Given information:
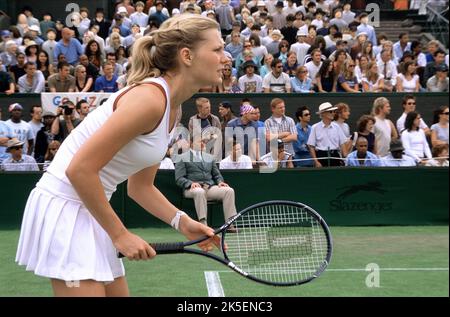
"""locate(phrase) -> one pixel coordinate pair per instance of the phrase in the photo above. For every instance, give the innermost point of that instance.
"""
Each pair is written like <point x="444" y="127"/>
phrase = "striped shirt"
<point x="325" y="138"/>
<point x="286" y="124"/>
<point x="26" y="163"/>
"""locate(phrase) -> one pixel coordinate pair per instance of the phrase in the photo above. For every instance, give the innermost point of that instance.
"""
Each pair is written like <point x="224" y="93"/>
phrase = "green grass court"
<point x="413" y="261"/>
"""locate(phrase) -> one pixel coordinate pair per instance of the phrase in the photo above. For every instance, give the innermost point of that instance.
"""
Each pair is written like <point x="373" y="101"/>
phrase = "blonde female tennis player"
<point x="70" y="231"/>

Exercise description:
Convert every line of all the entries above into a numbered list, omitting blank lines and the pictures.

Exercise response:
1. """locate(phrase) -> one pixel coordinate pair per instance of the phrase in the photo above. For every instance, give the innermost point of that instance.
2. """
3. Each pair is written like <point x="444" y="127"/>
4. phrase = "striped shirt"
5. <point x="325" y="138"/>
6. <point x="286" y="124"/>
7. <point x="26" y="163"/>
8. """locate(phrase) -> one pixel coordinate pair per instance of the phrase in the photo above. For every instance, give the innermost point of that instance.
9. """
10. Each pair is written like <point x="224" y="93"/>
11. phrase = "green grass court"
12. <point x="413" y="261"/>
13. """locate(phrase) -> one pixel coordinate pair per instance of the phrase in the photo above. For every instance, give the innermost point of that instance.
14. """
15. Each pair is written like <point x="373" y="101"/>
16. phrase = "blonde female tennis player"
17. <point x="70" y="231"/>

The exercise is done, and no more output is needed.